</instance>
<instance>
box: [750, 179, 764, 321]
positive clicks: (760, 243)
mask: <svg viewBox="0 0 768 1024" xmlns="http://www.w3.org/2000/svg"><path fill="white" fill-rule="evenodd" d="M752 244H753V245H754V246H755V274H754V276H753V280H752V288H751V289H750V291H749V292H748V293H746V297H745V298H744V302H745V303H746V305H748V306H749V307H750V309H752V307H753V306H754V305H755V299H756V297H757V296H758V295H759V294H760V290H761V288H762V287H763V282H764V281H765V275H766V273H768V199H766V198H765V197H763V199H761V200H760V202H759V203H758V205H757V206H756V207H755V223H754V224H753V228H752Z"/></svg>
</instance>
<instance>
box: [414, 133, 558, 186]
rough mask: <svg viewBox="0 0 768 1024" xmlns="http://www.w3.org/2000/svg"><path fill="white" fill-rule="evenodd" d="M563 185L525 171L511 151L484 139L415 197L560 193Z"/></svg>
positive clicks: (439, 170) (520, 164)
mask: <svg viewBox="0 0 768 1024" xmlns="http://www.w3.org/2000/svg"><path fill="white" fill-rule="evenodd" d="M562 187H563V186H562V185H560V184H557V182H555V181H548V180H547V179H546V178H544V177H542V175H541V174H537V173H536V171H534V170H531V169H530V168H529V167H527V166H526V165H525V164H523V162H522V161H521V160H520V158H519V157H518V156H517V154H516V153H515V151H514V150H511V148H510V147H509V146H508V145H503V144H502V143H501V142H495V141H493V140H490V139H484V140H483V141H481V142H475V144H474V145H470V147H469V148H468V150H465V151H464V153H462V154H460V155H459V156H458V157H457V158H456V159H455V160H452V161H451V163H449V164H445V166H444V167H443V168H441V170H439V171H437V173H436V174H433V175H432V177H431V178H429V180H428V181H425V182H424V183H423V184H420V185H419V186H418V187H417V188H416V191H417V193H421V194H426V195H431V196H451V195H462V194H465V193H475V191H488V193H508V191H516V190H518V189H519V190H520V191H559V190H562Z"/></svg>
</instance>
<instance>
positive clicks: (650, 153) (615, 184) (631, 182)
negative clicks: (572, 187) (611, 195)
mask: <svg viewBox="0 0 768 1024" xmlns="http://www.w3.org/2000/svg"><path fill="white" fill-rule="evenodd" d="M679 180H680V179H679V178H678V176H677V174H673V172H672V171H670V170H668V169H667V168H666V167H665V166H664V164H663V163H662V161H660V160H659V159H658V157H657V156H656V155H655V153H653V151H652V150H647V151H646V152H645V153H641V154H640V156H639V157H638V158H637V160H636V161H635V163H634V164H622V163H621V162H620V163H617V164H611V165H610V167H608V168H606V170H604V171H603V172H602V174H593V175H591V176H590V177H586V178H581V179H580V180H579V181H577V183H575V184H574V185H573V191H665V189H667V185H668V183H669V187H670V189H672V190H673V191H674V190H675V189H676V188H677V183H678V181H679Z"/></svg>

◆ ◆ ◆ ◆ ◆ ◆ ◆

### Work instructions
The records above must be retyped in full. Keep each one exactly as it is.

### Reply to the exercise
</instance>
<instance>
box: [750, 179, 764, 321]
positive clicks: (760, 243)
mask: <svg viewBox="0 0 768 1024" xmlns="http://www.w3.org/2000/svg"><path fill="white" fill-rule="evenodd" d="M752 244H753V245H754V246H755V274H754V276H753V280H752V288H751V289H750V291H749V292H748V293H746V297H745V298H744V302H745V303H746V305H748V306H749V307H750V309H752V307H753V306H754V305H755V299H756V297H757V296H758V295H759V294H760V290H761V288H762V287H763V282H764V281H765V275H766V273H768V199H766V198H765V197H763V199H761V200H760V202H759V203H758V205H757V206H756V207H755V223H754V224H753V228H752Z"/></svg>
</instance>
<instance>
box: [414, 133, 558, 186]
rough mask: <svg viewBox="0 0 768 1024" xmlns="http://www.w3.org/2000/svg"><path fill="white" fill-rule="evenodd" d="M563 185L525 171L511 151L484 139L415 197L560 193Z"/></svg>
positive clicks: (439, 170) (520, 164)
mask: <svg viewBox="0 0 768 1024" xmlns="http://www.w3.org/2000/svg"><path fill="white" fill-rule="evenodd" d="M562 187H563V186H562V185H560V184H557V182H555V181H548V180H547V179H546V178H544V177H542V175H541V174H537V173H536V171H534V170H531V169H530V168H529V167H527V166H526V165H525V164H523V162H522V161H521V160H520V158H519V157H518V156H517V154H516V153H515V151H514V150H511V148H510V147H509V146H508V145H503V144H502V143H501V142H495V141H493V140H490V139H484V140H483V141H481V142H475V144H474V145H470V147H469V148H468V150H465V151H464V153H462V154H460V155H459V156H458V157H457V158H456V159H455V160H452V161H451V163H449V164H445V166H444V167H443V168H441V170H439V171H437V173H436V174H433V175H432V177H431V178H429V180H428V181H425V182H424V183H423V184H420V185H419V186H418V187H417V188H416V191H417V193H421V194H426V195H431V196H451V195H462V194H465V193H475V191H488V193H508V191H516V190H518V189H519V190H520V191H559V190H562Z"/></svg>
</instance>
<instance>
positive clicks: (650, 153) (615, 184) (631, 182)
negative clicks: (572, 187) (611, 195)
mask: <svg viewBox="0 0 768 1024" xmlns="http://www.w3.org/2000/svg"><path fill="white" fill-rule="evenodd" d="M679 180H680V179H679V178H678V176H677V174H673V172H672V171H670V170H668V169H667V168H666V167H665V166H664V164H663V163H662V161H660V160H659V159H658V157H657V156H656V155H655V153H653V151H652V150H647V151H646V152H645V153H641V154H640V156H639V157H638V158H637V160H636V161H635V163H634V164H622V163H621V162H620V163H617V164H611V165H610V167H608V168H606V170H604V171H603V172H602V174H593V175H591V176H590V177H586V178H581V179H580V180H579V181H577V183H575V184H574V185H573V191H665V189H667V185H668V183H669V187H670V189H672V190H673V191H674V190H675V189H676V188H677V183H678V181H679Z"/></svg>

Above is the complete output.